(Rows from a pointing dataset)
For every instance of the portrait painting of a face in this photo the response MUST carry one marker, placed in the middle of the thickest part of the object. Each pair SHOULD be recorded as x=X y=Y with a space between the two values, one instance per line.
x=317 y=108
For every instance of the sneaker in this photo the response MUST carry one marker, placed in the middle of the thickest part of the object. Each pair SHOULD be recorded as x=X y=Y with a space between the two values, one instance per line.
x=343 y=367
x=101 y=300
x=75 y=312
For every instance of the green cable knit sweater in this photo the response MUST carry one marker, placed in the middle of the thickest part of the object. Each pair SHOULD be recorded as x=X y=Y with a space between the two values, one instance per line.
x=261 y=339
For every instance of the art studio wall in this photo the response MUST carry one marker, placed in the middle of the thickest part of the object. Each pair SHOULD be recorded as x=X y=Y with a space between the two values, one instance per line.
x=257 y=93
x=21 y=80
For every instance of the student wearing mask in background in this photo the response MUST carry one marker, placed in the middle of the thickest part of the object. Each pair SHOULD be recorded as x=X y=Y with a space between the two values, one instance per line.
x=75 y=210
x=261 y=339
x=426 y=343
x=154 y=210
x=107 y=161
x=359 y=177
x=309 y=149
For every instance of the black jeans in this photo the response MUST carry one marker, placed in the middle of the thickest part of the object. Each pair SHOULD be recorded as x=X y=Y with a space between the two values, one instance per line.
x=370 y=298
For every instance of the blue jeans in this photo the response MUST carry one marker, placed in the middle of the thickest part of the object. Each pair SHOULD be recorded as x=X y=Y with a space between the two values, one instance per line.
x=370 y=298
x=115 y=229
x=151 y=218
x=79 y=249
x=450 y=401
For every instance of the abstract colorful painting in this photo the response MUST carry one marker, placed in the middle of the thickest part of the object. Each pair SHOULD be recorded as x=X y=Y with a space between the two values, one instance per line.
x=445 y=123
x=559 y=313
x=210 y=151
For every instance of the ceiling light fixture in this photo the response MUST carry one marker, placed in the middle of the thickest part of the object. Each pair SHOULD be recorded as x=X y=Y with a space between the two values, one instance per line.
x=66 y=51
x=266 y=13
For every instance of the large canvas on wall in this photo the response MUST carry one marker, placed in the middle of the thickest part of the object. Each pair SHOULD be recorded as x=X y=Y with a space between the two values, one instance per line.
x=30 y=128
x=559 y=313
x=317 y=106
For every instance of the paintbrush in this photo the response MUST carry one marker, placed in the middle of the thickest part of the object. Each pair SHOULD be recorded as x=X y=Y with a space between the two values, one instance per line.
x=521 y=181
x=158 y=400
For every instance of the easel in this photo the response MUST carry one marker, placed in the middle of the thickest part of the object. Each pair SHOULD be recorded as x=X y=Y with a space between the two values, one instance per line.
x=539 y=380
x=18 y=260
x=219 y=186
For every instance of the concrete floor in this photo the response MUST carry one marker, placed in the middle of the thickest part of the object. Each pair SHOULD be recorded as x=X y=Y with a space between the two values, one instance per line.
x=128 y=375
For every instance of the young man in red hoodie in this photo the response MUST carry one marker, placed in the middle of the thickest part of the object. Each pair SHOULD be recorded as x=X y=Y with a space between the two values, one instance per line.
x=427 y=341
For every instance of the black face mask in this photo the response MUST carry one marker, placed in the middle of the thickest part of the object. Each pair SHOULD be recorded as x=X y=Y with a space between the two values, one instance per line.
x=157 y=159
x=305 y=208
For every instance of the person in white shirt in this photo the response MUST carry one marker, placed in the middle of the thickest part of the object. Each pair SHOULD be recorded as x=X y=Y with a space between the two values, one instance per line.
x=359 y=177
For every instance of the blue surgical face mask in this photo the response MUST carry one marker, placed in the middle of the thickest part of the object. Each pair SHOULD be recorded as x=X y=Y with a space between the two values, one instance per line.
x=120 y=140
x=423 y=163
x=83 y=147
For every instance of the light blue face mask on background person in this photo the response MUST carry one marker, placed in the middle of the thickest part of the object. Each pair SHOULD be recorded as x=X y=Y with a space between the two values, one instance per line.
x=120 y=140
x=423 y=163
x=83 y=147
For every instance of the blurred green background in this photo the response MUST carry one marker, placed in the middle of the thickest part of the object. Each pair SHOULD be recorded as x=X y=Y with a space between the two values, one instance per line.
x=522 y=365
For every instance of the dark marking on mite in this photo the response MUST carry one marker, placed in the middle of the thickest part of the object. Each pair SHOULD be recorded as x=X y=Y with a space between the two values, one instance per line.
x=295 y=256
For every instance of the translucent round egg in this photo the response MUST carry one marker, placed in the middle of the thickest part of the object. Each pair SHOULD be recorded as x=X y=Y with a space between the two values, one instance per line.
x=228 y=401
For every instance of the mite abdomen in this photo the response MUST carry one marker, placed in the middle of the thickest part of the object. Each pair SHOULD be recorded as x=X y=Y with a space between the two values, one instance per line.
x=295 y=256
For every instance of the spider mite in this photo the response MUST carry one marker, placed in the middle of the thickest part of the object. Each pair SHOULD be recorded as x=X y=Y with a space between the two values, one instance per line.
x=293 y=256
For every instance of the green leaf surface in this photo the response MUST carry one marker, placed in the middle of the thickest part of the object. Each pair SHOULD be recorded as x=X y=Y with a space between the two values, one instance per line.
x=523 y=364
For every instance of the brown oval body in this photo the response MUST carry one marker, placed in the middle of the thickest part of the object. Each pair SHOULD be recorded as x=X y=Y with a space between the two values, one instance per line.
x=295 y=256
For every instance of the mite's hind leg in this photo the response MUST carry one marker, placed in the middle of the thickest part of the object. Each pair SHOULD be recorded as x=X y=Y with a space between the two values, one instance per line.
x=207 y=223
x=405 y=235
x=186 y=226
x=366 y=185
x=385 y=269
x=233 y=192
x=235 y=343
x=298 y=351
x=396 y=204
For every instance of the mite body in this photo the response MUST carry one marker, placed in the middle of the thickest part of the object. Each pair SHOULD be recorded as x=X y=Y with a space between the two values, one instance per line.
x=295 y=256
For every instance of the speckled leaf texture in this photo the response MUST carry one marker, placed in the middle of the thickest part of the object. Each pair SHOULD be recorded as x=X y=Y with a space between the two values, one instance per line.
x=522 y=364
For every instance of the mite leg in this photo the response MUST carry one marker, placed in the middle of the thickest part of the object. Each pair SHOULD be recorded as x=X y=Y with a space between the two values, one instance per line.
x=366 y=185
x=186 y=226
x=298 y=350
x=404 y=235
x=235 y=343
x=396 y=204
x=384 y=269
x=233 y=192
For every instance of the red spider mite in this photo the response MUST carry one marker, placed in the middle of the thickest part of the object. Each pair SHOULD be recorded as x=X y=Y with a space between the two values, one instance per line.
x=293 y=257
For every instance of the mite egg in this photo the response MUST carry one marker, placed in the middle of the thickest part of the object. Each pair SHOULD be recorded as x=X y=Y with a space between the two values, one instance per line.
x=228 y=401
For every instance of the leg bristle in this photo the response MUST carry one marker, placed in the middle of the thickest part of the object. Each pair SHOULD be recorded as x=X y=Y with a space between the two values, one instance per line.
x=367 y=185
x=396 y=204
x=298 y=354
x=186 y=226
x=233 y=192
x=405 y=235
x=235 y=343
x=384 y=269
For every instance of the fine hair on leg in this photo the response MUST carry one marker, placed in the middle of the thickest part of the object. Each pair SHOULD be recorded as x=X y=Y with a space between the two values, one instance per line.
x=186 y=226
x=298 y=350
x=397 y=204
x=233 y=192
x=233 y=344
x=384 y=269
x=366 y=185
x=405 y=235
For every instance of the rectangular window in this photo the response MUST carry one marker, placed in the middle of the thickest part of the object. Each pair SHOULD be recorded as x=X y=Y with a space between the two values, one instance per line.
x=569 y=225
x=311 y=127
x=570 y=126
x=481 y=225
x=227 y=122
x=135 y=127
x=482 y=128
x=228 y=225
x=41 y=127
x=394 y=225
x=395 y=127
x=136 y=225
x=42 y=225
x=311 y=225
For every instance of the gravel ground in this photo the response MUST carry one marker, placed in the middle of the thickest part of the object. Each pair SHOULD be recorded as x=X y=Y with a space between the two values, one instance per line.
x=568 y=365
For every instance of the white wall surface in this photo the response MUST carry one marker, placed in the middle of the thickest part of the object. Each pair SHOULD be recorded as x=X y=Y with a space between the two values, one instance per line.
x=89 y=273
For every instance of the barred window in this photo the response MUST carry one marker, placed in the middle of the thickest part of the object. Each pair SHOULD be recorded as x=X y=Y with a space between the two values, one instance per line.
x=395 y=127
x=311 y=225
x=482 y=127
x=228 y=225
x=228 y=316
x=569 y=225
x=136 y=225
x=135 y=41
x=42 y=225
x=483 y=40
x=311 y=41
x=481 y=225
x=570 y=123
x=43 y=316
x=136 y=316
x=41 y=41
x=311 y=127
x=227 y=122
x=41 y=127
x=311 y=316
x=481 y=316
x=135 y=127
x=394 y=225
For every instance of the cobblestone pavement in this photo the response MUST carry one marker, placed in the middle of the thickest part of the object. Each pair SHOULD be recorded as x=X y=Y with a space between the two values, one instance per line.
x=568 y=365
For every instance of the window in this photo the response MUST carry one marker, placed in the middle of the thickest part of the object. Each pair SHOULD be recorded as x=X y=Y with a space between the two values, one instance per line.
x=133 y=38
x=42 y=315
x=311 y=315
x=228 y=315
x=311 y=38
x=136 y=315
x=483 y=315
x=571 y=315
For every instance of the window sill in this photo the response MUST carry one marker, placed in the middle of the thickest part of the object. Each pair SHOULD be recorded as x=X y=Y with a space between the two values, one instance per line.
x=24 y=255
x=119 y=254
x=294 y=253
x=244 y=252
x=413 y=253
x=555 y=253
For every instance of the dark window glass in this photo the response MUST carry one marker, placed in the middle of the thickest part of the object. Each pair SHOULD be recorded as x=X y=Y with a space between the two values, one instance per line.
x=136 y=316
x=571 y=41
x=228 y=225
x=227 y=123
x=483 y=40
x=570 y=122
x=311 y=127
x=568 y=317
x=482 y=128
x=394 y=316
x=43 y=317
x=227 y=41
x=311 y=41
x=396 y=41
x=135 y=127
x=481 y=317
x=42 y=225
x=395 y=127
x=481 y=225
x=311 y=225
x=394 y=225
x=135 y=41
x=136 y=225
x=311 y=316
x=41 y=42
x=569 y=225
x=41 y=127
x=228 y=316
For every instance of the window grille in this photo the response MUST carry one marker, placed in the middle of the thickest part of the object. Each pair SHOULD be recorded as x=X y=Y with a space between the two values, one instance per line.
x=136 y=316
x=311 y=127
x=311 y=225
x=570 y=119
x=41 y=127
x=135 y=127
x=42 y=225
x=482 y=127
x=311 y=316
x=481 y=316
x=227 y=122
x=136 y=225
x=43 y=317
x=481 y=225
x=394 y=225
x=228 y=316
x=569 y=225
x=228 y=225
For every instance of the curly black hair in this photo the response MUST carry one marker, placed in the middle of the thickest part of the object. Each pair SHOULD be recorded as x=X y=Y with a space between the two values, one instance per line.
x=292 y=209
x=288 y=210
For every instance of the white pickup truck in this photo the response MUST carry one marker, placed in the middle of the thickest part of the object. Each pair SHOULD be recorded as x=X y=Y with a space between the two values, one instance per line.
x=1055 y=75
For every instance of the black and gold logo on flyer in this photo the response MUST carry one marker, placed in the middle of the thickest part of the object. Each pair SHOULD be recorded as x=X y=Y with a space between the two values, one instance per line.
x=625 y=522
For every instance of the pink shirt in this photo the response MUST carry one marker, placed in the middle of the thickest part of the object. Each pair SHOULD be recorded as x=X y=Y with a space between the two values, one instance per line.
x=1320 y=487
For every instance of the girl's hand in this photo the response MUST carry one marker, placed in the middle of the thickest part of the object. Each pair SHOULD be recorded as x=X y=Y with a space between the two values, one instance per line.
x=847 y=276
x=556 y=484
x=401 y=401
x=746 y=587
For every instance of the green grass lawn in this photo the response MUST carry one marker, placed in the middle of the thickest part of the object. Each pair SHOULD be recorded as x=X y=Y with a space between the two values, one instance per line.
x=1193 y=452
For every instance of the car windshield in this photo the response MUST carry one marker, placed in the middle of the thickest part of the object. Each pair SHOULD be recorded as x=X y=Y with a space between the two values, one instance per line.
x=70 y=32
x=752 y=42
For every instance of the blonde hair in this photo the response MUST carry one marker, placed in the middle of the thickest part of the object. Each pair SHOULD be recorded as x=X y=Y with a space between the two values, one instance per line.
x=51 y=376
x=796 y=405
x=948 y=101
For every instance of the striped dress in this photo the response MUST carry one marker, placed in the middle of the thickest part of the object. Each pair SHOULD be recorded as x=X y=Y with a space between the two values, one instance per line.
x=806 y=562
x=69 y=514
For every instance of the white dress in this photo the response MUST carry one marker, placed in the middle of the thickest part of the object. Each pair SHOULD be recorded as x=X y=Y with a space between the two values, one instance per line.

TASK DESCRIPTION
Repeat everything from the line containing "For every instance of the white pickup" down to the line containing "x=746 y=587", keeping each line identical to the records.

ANSWER FOR THE TASK
For every instance of the white pickup truck in this photo the response MUST carry one marker, placed in the middle of the thickest part of the object. Each pair SHOULD be recorded as x=X y=Y with a space between the two values, one instance per line.
x=1055 y=75
For every instance of the black and gold logo on flyer in this photo the response MUST carry one marker, placed in the middle of the thickest part of the object. Each pair SHOULD be recorded as x=X y=Y with a space between the two values, one instance per line.
x=625 y=522
For every instance of the pink shirt in this photo the response MUST carry one marker, placed in the middle of the thickest part of the object. Each pair SHOULD be recorded as x=X y=Y with a space between the two values, one instance per line.
x=1320 y=487
For every instance of the girl's hand in this photo the response MUST carry one marker, placed in the middle of the thickest part of the object. Each pair SHOULD be recorded as x=X y=Y with a space between the two values, one instance per line.
x=847 y=276
x=556 y=484
x=401 y=401
x=746 y=587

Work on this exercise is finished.